(EXTRACT TO READ begins)

While some appeals courts have favored trans rights, the Biden administration’s attempt to expand protections for LGBTQ+ students under Title IX was stymied June 17 when a federal judge in Kentucky temporarily blocked the new rule in six states. That ruling followed a June 13 ruling by Chief Judge Terry Doughty in the Western District Court of Louisiana who issued a preliminary injunction blocking the rule from taking effect in Louisiana, Mississippi, Montana and Idaho until a final decision is issued by the judge on a lawsuit challenging the validity of the final rule.
LGBTQ Advocates Are Hopeful, Yet Wary
The court’s decision was met with approval from LGBTQ+ advocacy groups.
Chase Strangio, Deputy Director for Transgender Justice at the ACLU’s LGBTQ & HIV Project said in a press release, “The future of countless transgender youth in this and future generations rests on this Court adhering to the facts, the Constitution, and its own modern precedent.”
Strangio said, “These bans represent a dangerous and discriminatory affront to the well-being of transgender youth across the country and their Constitutional right to equal protection under the law. They are the result of an openly political effort to wage war on a marginalized group and our most fundamental freedoms. We want transgender people and their families across the country to know we will spare nothing in our defense of you, your loved ones, and your right to decide whether to get this medical care.”

(EXTRACT TO READ ends)

*TASK:*
Reproduce the passage about the Title IX rulings word for word, between "While some appeals" and "LGBTQ+ advocacy groups.", inclusive.

(DATA PROVIDED begins)

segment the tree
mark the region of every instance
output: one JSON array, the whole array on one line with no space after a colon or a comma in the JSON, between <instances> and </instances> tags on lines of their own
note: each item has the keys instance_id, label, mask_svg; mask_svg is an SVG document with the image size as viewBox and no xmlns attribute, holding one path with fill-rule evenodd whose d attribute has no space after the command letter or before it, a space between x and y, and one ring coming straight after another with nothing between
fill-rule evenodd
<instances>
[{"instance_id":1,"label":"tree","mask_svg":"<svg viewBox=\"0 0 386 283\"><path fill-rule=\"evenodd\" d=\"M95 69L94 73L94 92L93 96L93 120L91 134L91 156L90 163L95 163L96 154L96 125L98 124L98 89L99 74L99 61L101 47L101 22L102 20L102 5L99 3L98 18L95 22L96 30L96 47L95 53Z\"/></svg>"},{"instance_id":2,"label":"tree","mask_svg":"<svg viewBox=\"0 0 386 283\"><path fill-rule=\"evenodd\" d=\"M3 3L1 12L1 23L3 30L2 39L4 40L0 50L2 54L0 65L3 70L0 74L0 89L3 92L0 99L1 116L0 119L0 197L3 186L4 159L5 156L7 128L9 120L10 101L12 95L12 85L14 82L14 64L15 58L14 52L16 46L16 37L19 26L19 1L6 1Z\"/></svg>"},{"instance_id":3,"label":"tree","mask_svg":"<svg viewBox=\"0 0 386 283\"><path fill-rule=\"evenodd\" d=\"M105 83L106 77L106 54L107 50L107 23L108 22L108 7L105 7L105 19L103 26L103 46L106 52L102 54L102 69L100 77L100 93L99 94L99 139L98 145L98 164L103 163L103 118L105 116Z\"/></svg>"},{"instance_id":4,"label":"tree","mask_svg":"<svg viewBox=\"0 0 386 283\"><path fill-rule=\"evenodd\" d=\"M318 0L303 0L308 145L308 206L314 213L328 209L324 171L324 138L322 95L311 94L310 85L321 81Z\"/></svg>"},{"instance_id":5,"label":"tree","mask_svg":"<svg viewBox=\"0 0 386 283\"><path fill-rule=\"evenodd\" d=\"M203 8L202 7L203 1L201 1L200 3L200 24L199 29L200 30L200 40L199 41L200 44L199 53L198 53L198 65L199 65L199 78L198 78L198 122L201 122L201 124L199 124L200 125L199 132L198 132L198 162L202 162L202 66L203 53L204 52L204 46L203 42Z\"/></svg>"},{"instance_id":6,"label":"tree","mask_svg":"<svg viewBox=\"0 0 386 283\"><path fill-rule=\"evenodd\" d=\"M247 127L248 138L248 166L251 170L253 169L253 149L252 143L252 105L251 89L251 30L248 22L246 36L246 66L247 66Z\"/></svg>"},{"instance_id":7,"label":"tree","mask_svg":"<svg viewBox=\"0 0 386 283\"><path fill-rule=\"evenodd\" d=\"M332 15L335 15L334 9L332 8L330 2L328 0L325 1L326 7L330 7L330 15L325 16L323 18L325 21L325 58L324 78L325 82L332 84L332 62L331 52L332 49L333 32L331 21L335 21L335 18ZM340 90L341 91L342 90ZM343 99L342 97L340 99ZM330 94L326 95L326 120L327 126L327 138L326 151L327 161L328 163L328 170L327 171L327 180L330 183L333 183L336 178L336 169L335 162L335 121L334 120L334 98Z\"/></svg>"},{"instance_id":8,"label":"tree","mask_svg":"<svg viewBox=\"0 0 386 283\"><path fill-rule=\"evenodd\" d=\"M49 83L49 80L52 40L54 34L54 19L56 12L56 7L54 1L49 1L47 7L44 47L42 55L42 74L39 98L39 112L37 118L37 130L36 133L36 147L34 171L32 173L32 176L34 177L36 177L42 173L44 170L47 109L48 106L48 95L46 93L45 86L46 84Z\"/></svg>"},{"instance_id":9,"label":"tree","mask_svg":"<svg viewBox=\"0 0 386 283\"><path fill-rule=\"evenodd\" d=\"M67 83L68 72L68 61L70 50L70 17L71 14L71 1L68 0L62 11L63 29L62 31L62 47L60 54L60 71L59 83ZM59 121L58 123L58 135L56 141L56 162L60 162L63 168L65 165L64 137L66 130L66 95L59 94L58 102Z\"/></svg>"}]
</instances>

(DATA PROVIDED ends)

*WRITTEN RESPONSE:*
While some appeals courts have favored trans rights, the Biden administration’s attempt to expand protections for LGBTQ+ students under Title IX was stymied June 17 when a federal judge in Kentucky temporarily blocked the new rule in six states. That ruling followed a June 13 ruling by Chief Judge Terry Doughty in the Western District Court of Louisiana who issued a preliminary injunction blocking the rule from taking effect in Louisiana, Mississippi, Montana and Idaho until a final decision is issued by the judge on a lawsuit challenging the validity of the final rule.
LGBTQ Advocates Are Hopeful, Yet Wary
The court’s decision was met with approval from LGBTQ+ advocacy groups.